--- Selected passage ---
In conclusion, using a standardised methodology we compared the reproductive and recruitment patterns of P. pollicipes in Europe. We highlight the lower reproductive and recruitment effort that was detected near the northern limit of this species (Brittany), as well as the potential negative (in the case of an increase in fishing of this resource) and positive (relatively to climate change) impacts that might occur on this species in this region. Regarding the variation of these processes in the Iberian regions, there seem to be more similarities between Asturias and SW Portugal than with Galicia. The Galician region showed a contradictory pattern of higher reproductive effort and a lower intensity of recruitment that should be investigated in the future. In the future, it would also be very interesting to model the response of these processes to environmental variability, testing some of the relationships that were apparent in the descriptive analysis we made, as well as analysing the variability of these processes at a smaller spatial scale (among sites).

To increase our knowledge on the ecosystem resilience of marine populations, a renewed paradigm calls for the need to scale-up ecological studies (Hughes et al. 2005). The management of resources like the stalked barnacle is usually fragmented at smaller scales (Aguión et al. 2022), and a better understanding of population dynamics and their responses to large-scale environmental changes is needed to support nested governance that accounts for internal (i.e., market dynamics, local heterogeneity, etc.) and external (i.e., climate change) drivers (Hughes et al. 2005). For this, further studies conducted at large spatial scales and that use standardised protocols are needed for adequate comparisons of biological processes across the distribution area of species.
---
* **Exercise instructions**
a: Answer these questions using the passage on stalked barnacles.
(i) Which region, near the northern limit of the species, showed lower reproductive and recruitment effort?
(ii) Which two Iberian regions seem to have more similarities with each other than with Galicia?
(iii) Is climate change given as an internal or an external driver?
b: Retype the part of the passage on stalked barnacles that opens with the words containing "To increase our" and closes with "area of species.".
--- Entries provided ---
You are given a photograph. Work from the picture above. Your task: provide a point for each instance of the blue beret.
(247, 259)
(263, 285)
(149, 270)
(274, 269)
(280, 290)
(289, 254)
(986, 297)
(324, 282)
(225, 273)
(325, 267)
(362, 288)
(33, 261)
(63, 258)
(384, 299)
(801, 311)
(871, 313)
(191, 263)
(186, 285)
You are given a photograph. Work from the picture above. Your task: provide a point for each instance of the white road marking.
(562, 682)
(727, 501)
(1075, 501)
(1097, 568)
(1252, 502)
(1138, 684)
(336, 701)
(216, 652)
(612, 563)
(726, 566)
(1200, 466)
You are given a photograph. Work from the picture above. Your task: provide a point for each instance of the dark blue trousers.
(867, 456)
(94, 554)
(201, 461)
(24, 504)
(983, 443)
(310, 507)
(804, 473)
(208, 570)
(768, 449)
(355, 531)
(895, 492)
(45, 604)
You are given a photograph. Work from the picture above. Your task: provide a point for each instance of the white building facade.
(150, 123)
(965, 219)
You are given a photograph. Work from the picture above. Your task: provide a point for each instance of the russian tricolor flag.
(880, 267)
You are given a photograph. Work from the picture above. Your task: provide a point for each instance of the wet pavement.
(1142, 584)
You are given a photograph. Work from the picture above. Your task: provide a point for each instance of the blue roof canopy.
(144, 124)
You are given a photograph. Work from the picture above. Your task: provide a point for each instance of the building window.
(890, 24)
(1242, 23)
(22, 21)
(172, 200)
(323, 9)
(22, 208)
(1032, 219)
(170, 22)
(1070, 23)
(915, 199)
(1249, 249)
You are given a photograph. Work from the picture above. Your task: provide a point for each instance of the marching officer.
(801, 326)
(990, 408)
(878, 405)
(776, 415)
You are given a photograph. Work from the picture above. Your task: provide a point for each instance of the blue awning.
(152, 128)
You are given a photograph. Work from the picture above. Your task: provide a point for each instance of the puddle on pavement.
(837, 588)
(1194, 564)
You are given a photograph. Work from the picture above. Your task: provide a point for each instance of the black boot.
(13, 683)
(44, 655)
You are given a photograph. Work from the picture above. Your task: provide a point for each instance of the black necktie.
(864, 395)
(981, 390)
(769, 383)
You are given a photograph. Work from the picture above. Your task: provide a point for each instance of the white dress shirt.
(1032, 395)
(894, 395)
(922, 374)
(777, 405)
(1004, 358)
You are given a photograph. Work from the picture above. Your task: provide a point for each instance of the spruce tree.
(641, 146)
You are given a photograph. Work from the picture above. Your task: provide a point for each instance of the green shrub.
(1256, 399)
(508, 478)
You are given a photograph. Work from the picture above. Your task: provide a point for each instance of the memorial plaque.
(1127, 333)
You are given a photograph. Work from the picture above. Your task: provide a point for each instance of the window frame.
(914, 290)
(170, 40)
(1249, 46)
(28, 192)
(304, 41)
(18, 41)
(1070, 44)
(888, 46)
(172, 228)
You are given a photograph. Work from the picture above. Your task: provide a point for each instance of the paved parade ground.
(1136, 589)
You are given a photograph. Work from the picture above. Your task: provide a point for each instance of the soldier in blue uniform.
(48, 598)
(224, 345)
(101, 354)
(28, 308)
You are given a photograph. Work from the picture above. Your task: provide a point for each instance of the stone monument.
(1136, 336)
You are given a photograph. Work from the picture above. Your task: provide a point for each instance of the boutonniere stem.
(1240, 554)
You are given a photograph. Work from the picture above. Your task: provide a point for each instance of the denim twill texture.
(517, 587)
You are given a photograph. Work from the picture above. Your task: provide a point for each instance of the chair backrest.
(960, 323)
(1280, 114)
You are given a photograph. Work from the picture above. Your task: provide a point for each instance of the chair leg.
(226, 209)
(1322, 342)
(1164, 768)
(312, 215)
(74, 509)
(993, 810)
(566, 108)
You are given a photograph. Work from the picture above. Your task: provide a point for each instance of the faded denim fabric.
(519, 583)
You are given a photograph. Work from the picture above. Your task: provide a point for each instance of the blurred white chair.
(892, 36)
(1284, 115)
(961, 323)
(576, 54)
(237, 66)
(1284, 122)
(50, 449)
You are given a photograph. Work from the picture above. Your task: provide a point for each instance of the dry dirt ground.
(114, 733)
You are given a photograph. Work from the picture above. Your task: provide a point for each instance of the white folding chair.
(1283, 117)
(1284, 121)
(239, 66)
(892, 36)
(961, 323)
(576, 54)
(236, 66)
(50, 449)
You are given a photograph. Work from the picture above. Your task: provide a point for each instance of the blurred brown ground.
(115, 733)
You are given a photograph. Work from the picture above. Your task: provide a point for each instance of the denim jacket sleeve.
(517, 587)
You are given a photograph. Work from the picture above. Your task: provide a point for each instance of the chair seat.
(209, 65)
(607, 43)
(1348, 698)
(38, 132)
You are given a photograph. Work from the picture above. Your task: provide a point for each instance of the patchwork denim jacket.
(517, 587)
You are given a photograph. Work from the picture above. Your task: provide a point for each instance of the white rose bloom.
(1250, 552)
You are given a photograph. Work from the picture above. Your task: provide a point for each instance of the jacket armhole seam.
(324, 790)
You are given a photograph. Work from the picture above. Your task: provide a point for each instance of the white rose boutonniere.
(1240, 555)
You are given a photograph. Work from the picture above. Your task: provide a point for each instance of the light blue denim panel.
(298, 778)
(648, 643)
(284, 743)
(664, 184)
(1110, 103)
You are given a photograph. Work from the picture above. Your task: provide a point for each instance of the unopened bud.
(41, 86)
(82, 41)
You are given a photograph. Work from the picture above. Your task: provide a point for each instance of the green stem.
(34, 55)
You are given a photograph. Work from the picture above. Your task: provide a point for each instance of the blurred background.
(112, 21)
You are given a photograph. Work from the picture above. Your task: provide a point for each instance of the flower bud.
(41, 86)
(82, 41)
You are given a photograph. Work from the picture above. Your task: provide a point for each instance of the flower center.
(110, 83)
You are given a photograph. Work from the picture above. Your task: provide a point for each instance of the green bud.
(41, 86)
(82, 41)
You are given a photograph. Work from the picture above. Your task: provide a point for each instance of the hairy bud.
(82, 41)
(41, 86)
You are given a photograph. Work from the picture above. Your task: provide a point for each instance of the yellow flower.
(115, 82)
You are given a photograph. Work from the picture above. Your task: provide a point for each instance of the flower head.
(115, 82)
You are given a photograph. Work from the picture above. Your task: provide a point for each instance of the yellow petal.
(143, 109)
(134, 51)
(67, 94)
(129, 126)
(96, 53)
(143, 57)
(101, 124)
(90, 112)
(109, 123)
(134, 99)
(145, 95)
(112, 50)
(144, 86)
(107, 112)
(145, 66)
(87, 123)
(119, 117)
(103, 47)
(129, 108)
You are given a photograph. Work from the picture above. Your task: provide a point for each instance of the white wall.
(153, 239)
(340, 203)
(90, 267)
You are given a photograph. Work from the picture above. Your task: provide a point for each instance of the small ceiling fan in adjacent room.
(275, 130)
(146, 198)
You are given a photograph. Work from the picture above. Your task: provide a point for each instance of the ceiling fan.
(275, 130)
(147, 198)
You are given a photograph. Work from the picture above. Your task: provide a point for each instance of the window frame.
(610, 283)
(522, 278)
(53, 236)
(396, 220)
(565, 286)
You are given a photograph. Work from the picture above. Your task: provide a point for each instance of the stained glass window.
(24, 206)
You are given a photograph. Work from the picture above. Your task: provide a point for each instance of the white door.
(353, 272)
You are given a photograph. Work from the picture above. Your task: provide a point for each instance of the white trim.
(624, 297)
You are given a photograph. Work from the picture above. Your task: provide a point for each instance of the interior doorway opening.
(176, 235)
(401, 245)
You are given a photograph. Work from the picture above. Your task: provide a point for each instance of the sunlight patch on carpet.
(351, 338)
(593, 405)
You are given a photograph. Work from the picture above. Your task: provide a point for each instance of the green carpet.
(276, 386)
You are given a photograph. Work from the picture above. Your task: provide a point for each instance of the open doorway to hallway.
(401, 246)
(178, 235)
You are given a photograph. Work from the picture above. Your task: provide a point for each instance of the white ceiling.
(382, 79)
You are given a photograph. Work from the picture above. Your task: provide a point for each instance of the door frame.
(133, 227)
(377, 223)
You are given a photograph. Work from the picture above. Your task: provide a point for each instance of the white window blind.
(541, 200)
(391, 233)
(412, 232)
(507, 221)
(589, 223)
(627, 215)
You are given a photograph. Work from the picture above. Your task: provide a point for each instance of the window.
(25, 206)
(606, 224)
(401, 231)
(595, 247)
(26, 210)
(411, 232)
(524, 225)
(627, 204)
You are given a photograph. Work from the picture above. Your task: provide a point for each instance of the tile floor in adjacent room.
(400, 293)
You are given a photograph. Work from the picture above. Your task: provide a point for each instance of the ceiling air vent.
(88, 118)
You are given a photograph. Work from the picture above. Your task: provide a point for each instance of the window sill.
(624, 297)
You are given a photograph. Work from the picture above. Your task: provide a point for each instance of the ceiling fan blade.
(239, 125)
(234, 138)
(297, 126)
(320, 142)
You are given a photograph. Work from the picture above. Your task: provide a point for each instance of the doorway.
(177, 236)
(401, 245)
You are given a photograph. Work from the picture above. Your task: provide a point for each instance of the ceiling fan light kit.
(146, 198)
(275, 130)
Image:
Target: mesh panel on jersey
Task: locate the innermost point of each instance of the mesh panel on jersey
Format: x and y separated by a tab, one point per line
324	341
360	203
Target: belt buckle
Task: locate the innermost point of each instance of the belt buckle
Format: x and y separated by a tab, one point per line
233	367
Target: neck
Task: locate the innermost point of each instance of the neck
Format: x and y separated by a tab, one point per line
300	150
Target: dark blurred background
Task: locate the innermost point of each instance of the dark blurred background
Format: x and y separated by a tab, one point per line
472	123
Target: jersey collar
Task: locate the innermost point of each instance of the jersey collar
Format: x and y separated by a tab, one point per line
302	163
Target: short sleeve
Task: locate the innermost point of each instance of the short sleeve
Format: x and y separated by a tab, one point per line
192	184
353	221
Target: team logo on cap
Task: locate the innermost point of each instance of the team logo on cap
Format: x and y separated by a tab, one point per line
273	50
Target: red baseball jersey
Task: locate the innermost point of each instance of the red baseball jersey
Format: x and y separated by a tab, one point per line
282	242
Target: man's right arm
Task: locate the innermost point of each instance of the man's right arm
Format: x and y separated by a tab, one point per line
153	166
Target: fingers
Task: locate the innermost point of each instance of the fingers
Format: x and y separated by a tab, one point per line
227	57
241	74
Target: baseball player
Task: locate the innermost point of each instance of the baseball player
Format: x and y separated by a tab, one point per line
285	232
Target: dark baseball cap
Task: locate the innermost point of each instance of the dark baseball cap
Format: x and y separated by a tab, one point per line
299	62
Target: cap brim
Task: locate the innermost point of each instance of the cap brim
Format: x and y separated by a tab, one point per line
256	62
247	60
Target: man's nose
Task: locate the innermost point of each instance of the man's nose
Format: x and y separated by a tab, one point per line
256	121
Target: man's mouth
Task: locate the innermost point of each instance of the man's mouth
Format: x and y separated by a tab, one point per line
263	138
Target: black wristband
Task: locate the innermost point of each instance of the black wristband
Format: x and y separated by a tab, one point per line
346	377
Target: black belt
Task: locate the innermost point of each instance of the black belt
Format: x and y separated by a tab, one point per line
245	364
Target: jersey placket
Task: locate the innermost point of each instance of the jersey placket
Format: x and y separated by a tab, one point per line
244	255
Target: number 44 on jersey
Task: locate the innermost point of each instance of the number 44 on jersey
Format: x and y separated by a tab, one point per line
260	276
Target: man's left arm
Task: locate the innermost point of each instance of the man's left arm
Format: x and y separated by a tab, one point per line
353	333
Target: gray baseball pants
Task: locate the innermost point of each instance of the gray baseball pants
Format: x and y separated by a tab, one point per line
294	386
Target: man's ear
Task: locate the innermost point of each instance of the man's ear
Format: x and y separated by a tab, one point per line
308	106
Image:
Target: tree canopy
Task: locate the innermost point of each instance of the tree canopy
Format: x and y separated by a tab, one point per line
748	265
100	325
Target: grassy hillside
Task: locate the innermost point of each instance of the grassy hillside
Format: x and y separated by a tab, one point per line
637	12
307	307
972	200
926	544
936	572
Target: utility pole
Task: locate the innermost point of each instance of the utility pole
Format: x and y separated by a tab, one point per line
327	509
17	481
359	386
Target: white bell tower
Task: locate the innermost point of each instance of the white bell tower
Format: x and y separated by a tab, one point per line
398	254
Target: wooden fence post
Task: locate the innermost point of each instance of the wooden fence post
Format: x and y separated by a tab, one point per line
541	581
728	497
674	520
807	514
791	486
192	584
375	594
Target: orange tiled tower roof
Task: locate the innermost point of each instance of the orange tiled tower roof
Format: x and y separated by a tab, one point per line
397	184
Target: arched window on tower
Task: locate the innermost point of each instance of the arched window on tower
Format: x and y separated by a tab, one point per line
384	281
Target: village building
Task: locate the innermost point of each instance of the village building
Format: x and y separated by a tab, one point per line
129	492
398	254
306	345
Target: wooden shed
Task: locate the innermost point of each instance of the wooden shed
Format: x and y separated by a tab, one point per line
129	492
---
* **Task-by-task results**
a:
(i) Brittany
(ii) Asturias and SW Portugal
(iii) An external driver

b:
To increase our knowledge on the ecosystem resilience of marine populations, a renewed paradigm calls for the need to scale-up ecological studies (Hughes et al. 2005). The management of resources like the stalked barnacle is usually fragmented at smaller scales (Aguión et al. 2022), and a better understanding of population dynamics and their responses to large-scale environmental changes is needed to support nested governance that accounts for internal (i.e., market dynamics, local heterogeneity, etc.) and external (i.e., climate change) drivers (Hughes et al. 2005). For this, further studies conducted at large spatial scales and that use standardised protocols are needed for adequate comparisons of biological processes across the distribution area of species.